**Task description:**
Return the records, each one exactly as written.

Referring expression data:
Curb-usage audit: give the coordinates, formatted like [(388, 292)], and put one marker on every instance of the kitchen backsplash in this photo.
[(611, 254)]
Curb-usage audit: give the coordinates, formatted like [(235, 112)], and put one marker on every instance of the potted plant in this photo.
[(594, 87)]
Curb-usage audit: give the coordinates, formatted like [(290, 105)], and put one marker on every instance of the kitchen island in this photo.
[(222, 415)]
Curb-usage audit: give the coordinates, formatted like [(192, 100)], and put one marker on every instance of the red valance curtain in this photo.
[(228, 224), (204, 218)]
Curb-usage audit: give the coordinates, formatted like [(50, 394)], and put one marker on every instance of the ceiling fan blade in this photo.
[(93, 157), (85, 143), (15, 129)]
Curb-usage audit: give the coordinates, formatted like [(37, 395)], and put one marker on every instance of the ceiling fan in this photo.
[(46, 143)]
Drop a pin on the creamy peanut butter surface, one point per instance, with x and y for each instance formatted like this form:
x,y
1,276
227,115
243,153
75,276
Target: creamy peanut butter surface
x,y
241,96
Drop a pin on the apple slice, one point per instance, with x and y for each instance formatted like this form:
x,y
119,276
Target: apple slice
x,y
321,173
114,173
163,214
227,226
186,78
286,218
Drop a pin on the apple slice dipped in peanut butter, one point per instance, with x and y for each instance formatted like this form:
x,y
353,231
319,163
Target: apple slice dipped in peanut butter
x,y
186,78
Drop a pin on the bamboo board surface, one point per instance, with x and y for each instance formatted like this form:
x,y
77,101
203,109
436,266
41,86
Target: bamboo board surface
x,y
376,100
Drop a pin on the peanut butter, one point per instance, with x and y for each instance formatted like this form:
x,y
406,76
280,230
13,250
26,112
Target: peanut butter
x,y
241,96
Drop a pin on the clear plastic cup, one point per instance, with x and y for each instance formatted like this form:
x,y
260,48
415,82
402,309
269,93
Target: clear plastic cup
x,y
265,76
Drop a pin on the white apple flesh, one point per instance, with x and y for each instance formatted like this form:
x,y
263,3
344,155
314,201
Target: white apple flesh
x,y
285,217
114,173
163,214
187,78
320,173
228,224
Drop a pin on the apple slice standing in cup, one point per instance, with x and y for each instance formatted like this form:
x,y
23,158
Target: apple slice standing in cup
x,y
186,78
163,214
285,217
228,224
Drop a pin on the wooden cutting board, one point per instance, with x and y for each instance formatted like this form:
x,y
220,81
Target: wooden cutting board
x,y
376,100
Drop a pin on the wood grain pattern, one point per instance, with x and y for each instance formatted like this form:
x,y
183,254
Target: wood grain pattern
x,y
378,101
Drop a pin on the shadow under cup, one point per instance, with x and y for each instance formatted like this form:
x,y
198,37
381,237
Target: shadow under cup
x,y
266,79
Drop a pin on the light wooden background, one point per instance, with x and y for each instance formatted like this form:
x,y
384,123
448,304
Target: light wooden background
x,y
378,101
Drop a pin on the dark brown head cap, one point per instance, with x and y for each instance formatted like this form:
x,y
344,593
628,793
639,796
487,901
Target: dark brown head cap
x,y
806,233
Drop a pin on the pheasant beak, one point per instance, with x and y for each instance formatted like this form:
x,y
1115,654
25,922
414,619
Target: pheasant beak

**Your solution:**
Curb-usage audit: give the coordinates, formatted like [(388, 292)], and put one marker on every instance of the kitchen backsplash in this photo.
[(611, 254)]
Curb-usage audit: give the coordinates, formatted like [(235, 112)], and put one marker on every instance of the potted plant in this photo.
[(594, 87)]
Curb-usage audit: give the coordinates, formatted like [(290, 105)], and put one marker on every instance of the kitchen island in this photo.
[(222, 415)]
Curb-usage audit: give the coordinates, formatted like [(192, 100)], and put one marker on every instance of the red valance curtain in this photo.
[(228, 224), (204, 218)]
Curb-usage audit: give the coordinates, formatted like [(50, 394)], and put one marker on every instance of the ceiling fan blade in this photo.
[(93, 157), (85, 143), (15, 129)]
Curb-usage audit: give the coordinates, formatted like [(37, 395)], and put one marker on every instance of the ceiling fan in this photo.
[(46, 143)]
Drop a pin on the creamy peanut butter surface, one point per instance, with x and y for each instance formatted like this form:
x,y
1,276
227,115
243,153
75,276
Target: creamy peanut butter surface
x,y
241,96
Drop a pin on the apple slice, one point per instance, with x and y for each instance formatted like this form:
x,y
119,276
Target: apple slice
x,y
321,173
114,173
163,214
227,226
186,78
286,218
Drop a pin on the apple slice dipped in peanut butter, one point per instance, with x and y for each instance formatted like this form:
x,y
353,231
319,163
Target: apple slice dipped in peanut butter
x,y
186,78
Drop a pin on the bamboo board surface, one point per instance, with x and y for each instance formatted like this form:
x,y
77,101
203,109
436,266
41,86
Target: bamboo board surface
x,y
376,100
Drop a pin on the peanut butter, one point per instance, with x and y for each instance formatted like this form:
x,y
406,76
280,230
13,250
26,112
Target: peanut butter
x,y
241,96
Drop a pin on the clear plastic cup, one point per instance, with x and y for each instance formatted like this form:
x,y
260,48
415,82
402,309
269,93
Target: clear plastic cup
x,y
265,76
Drop a pin on the white apple flesh, one point per instance, with x and y for each instance formatted like this form:
x,y
263,3
344,155
314,201
Target: white apple flesh
x,y
285,217
114,173
163,214
187,78
320,173
228,224
Drop a pin on the apple slice standing in cup, one point per instance, with x and y for each instance formatted like this form:
x,y
23,158
Target: apple slice standing in cup
x,y
186,78
163,214
285,217
228,224
Drop a pin on the wooden cutting board, one point per instance, with x and y for each instance formatted like this form:
x,y
220,81
Target: wooden cutting board
x,y
376,100
Drop a pin on the wood grain pattern, one point per instance, with x and y for each instance formatted like this form:
x,y
183,254
Target: wood grain pattern
x,y
378,101
Drop a pin on the shadow under cup, one point per instance, with x and y for each instance formatted like this form:
x,y
198,37
381,237
Target: shadow under cup
x,y
266,79
Drop a pin on the light wooden background, one point per instance, with x and y for each instance formatted like this form:
x,y
384,123
448,304
Target: light wooden background
x,y
378,101
Drop a pin on the dark brown head cap, one point per instance, with x and y for each instance formatted like this form:
x,y
344,593
628,793
639,796
487,901
Target: dark brown head cap
x,y
806,233
Drop a pin on the pheasant beak, one point per instance, with x and y for each instance formatted like this form:
x,y
1115,654
25,922
414,619
Target: pheasant beak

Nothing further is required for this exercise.